Requirement 1:
Show each line of the entries below that contains the word "gothic".

Text shown:
┌──
I do think that we need as a null hypothesis looking at early Mormon documents to see if these phrases appear. Although that's not perfect since they may arise because of the Book of Mormon. However you're completely correct that they'd undermine the significance of that particular grammatical or phrase structure. I haven't remotely gone through all of Carmack's examples but back when I was investigating I went through quite a few and only found one or two that were in Joseph's phrasing. (Fortunately this is relatively easy to do thanks to the search function at The Joseph Smith Papers -- I also used The Parallel Joseph

You probably missed it but there was a discussion here several months ago about later 19th century documents that were aping 16th century style and whether they appeared in those. I honestly don't recall the details though as I think I was rather busy at the time.

Posted
2 minutes ago, clarkgoble said:

I do think that we need as a null hypothesis looking at early Mormon documents to see if these phrases appear. Although that's not perfect since they may arise because of the Book of Mormon. However you're completely correct that they'd undermine the significance of that particular grammatical or phrase structure. I haven't remotely gone through all of Carmack's examples but back when I was investigating I went through quite a few and only found one or two that were in Joseph's phrasing. (Fortunately this is relatively easy to do thanks to the search function at The Joseph Smith Papers -- I also used The Parallel Joseph

You probably missed it but there was a discussion here several months ago about later 19th century documents that were aping 16th century style and whether they appeared in those. I honestly don't recall the details though as I think I was rather busy at the time.
└──
Dataset records:
┌──
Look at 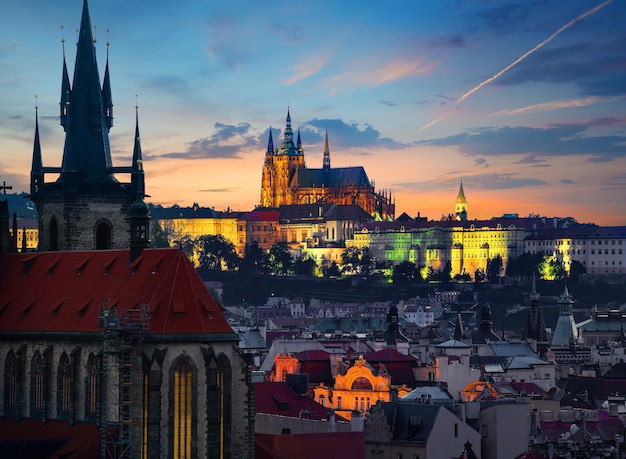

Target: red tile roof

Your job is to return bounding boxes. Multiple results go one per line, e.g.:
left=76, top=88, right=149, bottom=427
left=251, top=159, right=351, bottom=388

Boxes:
left=254, top=432, right=365, bottom=459
left=254, top=382, right=347, bottom=422
left=0, top=418, right=101, bottom=459
left=0, top=249, right=236, bottom=339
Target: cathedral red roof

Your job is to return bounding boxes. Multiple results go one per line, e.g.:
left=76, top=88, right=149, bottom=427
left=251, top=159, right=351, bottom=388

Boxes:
left=0, top=249, right=234, bottom=339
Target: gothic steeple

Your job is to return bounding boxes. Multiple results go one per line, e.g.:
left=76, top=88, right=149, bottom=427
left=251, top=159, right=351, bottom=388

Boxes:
left=280, top=108, right=301, bottom=156
left=59, top=33, right=72, bottom=132
left=102, top=39, right=113, bottom=130
left=322, top=129, right=330, bottom=172
left=30, top=105, right=43, bottom=194
left=131, top=106, right=145, bottom=190
left=59, top=0, right=115, bottom=182
left=130, top=107, right=150, bottom=262
left=454, top=180, right=467, bottom=221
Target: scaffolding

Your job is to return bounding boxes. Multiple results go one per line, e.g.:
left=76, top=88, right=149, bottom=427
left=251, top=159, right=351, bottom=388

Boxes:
left=99, top=304, right=150, bottom=459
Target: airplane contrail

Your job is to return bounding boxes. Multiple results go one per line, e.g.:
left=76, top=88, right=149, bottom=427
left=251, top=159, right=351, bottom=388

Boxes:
left=456, top=0, right=613, bottom=105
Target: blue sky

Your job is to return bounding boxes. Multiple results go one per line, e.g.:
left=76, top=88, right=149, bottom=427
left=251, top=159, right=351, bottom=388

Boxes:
left=0, top=0, right=626, bottom=225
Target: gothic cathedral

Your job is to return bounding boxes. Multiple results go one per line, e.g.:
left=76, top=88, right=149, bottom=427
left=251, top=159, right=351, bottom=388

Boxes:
left=260, top=110, right=395, bottom=220
left=30, top=2, right=149, bottom=251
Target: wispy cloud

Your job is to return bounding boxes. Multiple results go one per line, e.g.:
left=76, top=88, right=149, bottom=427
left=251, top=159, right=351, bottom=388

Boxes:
left=418, top=124, right=626, bottom=162
left=491, top=96, right=626, bottom=116
left=315, top=59, right=438, bottom=95
left=283, top=54, right=328, bottom=85
left=160, top=123, right=260, bottom=159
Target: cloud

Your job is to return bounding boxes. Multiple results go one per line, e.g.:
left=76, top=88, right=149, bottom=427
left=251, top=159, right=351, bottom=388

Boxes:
left=283, top=54, right=328, bottom=86
left=272, top=24, right=305, bottom=43
left=314, top=58, right=438, bottom=95
left=427, top=34, right=465, bottom=48
left=301, top=118, right=406, bottom=150
left=496, top=34, right=626, bottom=97
left=491, top=96, right=623, bottom=116
left=393, top=173, right=548, bottom=192
left=159, top=123, right=259, bottom=159
left=418, top=124, right=626, bottom=162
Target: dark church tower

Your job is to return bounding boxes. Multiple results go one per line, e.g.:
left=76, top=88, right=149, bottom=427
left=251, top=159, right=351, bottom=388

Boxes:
left=31, top=0, right=144, bottom=251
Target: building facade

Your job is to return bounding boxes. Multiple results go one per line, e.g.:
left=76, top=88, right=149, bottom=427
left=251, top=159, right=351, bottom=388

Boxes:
left=260, top=110, right=395, bottom=220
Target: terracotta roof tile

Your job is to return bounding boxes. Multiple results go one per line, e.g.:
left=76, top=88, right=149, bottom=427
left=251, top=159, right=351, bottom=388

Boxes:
left=0, top=249, right=234, bottom=334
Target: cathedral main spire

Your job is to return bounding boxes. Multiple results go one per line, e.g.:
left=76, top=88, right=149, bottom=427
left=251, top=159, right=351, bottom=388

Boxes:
left=59, top=0, right=115, bottom=182
left=322, top=129, right=330, bottom=172
left=454, top=180, right=467, bottom=221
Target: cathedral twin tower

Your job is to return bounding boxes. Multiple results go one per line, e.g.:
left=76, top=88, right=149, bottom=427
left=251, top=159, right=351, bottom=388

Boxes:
left=260, top=110, right=395, bottom=220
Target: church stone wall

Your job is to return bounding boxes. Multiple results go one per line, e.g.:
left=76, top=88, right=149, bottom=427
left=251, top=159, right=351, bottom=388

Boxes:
left=37, top=195, right=133, bottom=251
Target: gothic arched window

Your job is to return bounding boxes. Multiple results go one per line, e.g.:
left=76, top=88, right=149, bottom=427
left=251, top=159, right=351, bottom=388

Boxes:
left=48, top=217, right=59, bottom=252
left=170, top=357, right=197, bottom=459
left=96, top=220, right=113, bottom=250
left=85, top=353, right=100, bottom=421
left=207, top=354, right=232, bottom=459
left=4, top=351, right=22, bottom=417
left=30, top=351, right=47, bottom=418
left=57, top=352, right=73, bottom=419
└──
Requirement 2:
Write what comes next in the forum discussion above about phrases in early Mormon documents, picking up after its final sentence.

Output 1:
Target: gothic steeple
Target: gothic cathedral
Target: gothic arched window

Output 2:
I probably wasn't around then. It all boils down to my seeing what I see in this argument and being told I just don't get it or I'm deliberately misleading people. If anything, it's the former, but I could be way out in left field. Again, even if there's no evidence that Joseph could have been familiar with these kinds of usage, to me it's just an oddity of the text with little explanatory power. 

Posted (edited)
52 minutes ago, clarkgoble said:

It undermines the Joseph as author - that's all. Although that's significant. As I said I think it completely undermines the Taves model for instance.

I wouldn't say that.

A naturalistic explanation could be that "Moroni" was a living person, an "embodied angel" who somehow found plates or a manuscript or was the author which then, using the Taves hypothesis, sacralized it.  As you know I am not a history guy because I find it irrelevant to the value of the book as a spiritual document.

In the back of my mind, there was a strange person who was some kind of spiritualist who told Joseph he was "destined" to find the "treasure" in the hill- ?  Too lazy to look it up ;)

Suppose he was the "angel"?

Suppose he also did ordinations etc?

Now THAT would fit the Taves hypothesis VERY well.

Edit:  I looked it up : Josiah Stowell.

https://scholarsarchive.byu.edu/cgi/viewcontent.cgi?article=1657&context=msr

 

Edited by mfbukowski
Posted (edited)
2 hours ago, clarkgoble said:

But when you assert that it is in meroitic I've been assuming you mean the script, not the language. Is that not the case?

Meroitic is named for Meroe, the Nubian capital at that time.  They used Egyptian cursive to write their language, a language now lost.  Why would a Nubian language be of interest to BofM scholars?  The only point being made by those who compare it is that it is Egyptian script being used to write that lost language, not that BofM language or script is Meroitic.  Your obsession with Merotic makes no sense.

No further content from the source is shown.